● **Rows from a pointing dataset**

——

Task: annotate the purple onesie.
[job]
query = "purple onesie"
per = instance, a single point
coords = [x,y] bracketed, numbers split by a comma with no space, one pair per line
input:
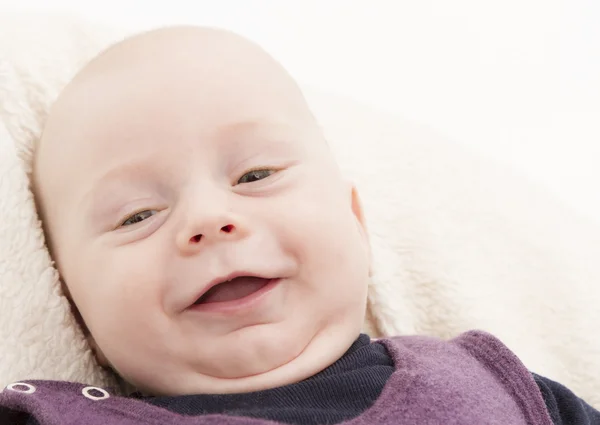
[472,379]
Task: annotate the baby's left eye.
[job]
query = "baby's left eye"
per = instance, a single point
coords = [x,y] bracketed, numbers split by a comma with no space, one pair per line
[254,175]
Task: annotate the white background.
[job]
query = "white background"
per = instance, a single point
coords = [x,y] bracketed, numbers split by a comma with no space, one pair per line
[517,80]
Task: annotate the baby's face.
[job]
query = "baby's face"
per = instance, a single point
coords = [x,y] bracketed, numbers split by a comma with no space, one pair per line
[177,161]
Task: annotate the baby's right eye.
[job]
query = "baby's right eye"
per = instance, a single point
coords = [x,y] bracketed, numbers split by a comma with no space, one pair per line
[138,217]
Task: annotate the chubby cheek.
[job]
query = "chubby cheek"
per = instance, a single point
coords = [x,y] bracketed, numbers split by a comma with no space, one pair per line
[119,298]
[321,232]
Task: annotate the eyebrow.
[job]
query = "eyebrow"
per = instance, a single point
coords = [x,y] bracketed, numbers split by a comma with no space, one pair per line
[226,131]
[129,172]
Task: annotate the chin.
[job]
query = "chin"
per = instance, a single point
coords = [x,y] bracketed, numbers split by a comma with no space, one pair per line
[277,362]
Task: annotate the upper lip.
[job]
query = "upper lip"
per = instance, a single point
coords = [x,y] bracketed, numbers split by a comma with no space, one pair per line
[222,279]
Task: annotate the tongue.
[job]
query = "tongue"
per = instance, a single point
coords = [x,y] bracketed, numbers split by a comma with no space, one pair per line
[235,289]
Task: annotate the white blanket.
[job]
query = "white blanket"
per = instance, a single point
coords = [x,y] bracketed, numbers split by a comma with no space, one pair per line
[458,242]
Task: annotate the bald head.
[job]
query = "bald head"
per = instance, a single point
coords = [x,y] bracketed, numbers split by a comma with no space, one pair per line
[147,87]
[175,158]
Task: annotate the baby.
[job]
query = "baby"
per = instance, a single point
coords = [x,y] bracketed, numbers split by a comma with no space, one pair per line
[218,261]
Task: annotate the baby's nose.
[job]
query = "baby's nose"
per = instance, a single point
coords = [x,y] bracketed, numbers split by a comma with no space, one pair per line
[227,229]
[203,230]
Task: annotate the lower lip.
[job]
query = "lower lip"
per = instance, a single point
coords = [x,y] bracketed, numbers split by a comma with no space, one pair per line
[241,304]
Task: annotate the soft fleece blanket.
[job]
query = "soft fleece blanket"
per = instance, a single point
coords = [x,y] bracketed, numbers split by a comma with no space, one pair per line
[458,242]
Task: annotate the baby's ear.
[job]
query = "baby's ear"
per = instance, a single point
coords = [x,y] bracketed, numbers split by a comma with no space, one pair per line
[357,211]
[100,357]
[102,361]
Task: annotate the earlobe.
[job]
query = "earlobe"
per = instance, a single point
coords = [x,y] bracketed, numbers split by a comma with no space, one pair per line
[100,357]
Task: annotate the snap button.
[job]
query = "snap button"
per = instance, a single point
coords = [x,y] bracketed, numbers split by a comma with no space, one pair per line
[100,394]
[21,387]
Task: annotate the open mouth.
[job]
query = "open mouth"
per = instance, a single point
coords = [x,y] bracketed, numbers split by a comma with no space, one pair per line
[234,289]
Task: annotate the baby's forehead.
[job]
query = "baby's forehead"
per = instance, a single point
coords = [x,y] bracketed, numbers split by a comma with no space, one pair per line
[158,75]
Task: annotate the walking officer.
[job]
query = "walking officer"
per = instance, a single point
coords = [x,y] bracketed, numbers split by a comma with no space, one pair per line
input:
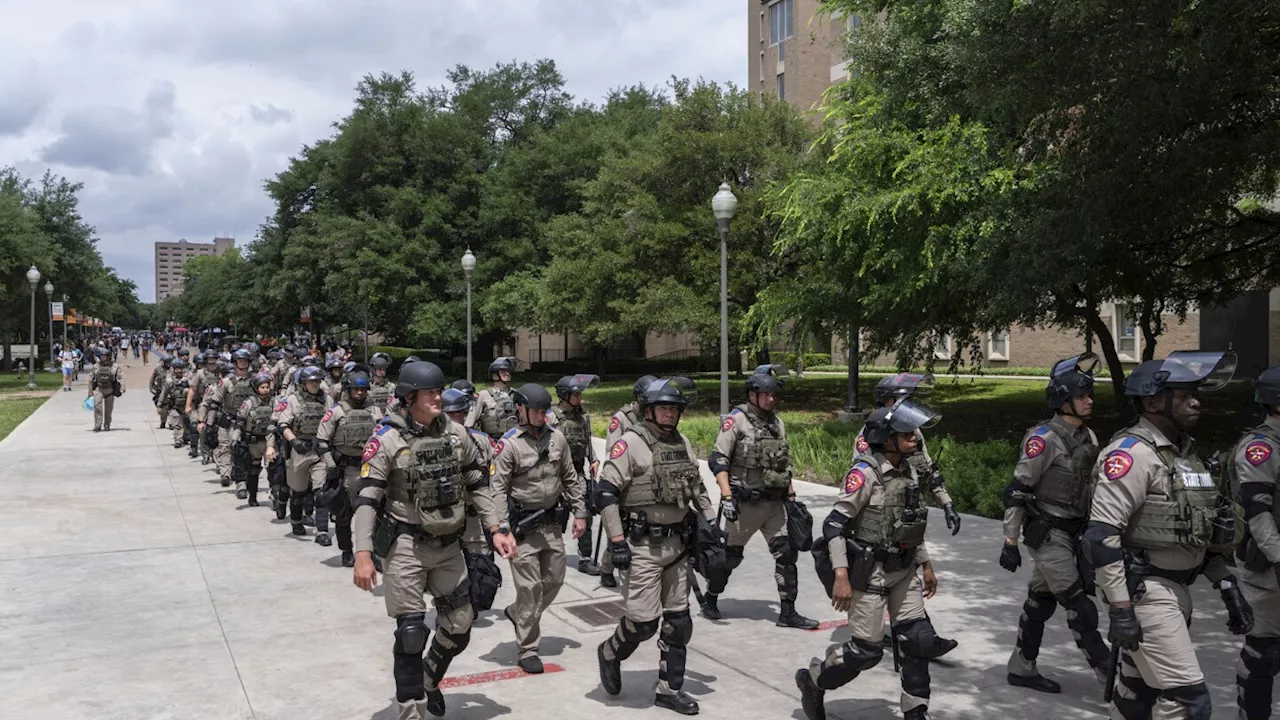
[895,388]
[1047,504]
[104,386]
[297,420]
[536,490]
[494,410]
[254,425]
[341,441]
[1159,522]
[752,463]
[414,486]
[874,536]
[649,486]
[570,418]
[621,422]
[1258,556]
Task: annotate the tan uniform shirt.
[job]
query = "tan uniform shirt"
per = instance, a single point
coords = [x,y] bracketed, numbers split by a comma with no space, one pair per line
[1124,478]
[383,475]
[1042,449]
[864,488]
[631,459]
[1257,465]
[515,472]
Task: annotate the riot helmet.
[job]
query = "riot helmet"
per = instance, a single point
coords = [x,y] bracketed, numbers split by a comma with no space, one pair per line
[1069,379]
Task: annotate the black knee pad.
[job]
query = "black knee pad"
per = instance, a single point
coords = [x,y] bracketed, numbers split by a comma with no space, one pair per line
[411,634]
[1194,698]
[917,638]
[734,555]
[677,628]
[782,551]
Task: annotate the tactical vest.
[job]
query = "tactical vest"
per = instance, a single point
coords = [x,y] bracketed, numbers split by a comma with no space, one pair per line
[1193,514]
[259,419]
[434,483]
[502,417]
[379,395]
[672,479]
[900,520]
[310,413]
[572,423]
[353,431]
[103,378]
[1068,483]
[763,460]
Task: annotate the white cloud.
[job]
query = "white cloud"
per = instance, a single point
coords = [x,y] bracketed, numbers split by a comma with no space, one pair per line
[173,113]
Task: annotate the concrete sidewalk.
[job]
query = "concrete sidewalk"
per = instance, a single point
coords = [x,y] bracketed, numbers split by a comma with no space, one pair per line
[132,586]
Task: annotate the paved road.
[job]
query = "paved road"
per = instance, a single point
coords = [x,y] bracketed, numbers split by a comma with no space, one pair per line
[132,586]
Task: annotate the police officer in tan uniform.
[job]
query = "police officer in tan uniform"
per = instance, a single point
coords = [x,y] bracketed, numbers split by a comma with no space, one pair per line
[874,537]
[1159,520]
[752,461]
[1047,504]
[536,490]
[494,410]
[105,382]
[649,486]
[297,423]
[620,423]
[1256,466]
[220,410]
[410,509]
[254,425]
[341,441]
[570,418]
[891,390]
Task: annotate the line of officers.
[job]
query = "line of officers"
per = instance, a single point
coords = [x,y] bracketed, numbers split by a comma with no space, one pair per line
[440,478]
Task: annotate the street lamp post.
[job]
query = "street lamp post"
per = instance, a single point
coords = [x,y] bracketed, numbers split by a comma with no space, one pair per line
[469,265]
[33,278]
[723,205]
[49,297]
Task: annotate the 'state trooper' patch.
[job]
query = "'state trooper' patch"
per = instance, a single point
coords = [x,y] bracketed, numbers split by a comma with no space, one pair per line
[1116,465]
[1257,452]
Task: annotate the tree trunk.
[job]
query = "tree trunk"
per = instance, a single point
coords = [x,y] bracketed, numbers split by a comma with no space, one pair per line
[1107,343]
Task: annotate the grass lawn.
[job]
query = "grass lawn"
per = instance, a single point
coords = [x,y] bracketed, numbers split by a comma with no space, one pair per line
[16,410]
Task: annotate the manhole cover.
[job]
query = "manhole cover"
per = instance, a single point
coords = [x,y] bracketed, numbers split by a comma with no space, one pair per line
[598,614]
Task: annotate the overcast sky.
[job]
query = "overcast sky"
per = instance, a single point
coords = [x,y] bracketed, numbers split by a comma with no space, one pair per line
[173,112]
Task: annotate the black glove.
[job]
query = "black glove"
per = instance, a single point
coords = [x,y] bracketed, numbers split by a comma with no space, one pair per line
[1125,630]
[728,507]
[1010,557]
[1239,615]
[952,518]
[621,555]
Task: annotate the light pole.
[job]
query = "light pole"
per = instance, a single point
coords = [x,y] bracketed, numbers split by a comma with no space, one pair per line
[469,265]
[33,278]
[723,205]
[49,297]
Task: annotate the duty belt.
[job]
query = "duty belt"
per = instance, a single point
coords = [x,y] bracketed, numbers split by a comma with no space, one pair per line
[425,537]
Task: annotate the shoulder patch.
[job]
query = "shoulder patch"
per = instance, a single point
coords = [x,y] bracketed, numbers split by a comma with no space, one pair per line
[1116,464]
[1257,452]
[854,481]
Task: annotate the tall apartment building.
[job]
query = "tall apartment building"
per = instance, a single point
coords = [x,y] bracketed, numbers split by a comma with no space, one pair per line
[170,256]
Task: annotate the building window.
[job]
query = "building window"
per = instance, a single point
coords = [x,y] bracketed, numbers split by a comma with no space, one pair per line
[781,14]
[1127,333]
[999,346]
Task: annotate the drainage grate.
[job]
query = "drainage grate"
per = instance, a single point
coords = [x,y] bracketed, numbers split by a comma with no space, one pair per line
[598,614]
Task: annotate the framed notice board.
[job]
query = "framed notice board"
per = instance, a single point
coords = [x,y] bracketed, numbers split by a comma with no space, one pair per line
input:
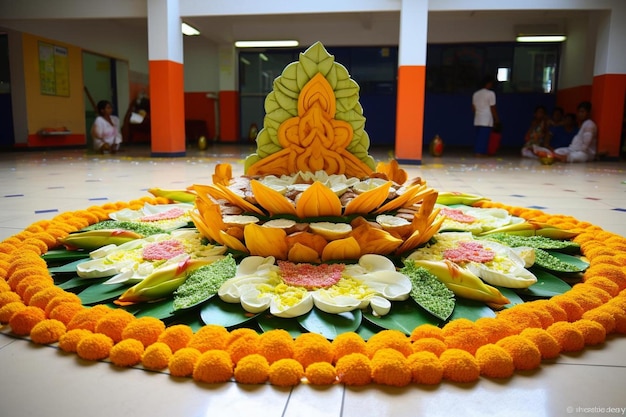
[54,71]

——

● **Problem details**
Do not include pictures. Copy only the lines running from the line with "Task: annotate the tall apartment building." through the last line of the records, exactly as they appear.

● **Finished answer**
Task: annotate the tall apartment building.
[job]
query = "tall apartment building"
per = instance, a single point
coords = [x,y] bracketed, numbers split by a comma with no space, one pair per line
[170,256]
Task: annotate the building window.
[job]
query = "building window"
per = instance, a single point
coords = [x,y] bracketed, numbers split by a comma with no space, one pair per line
[781,14]
[1127,333]
[999,346]
Task: annotate the drainage grate.
[job]
query = "drainage grate"
per = instance, a single point
coords = [x,y] bracketed, numbers split by a comma with no space, one pair per line
[598,614]
Task: annotate the framed notice board.
[job]
query = "framed notice board"
per = instance, a single point
coords = [x,y] bracketed, numbers split by a comma with no space, one pair per line
input:
[54,71]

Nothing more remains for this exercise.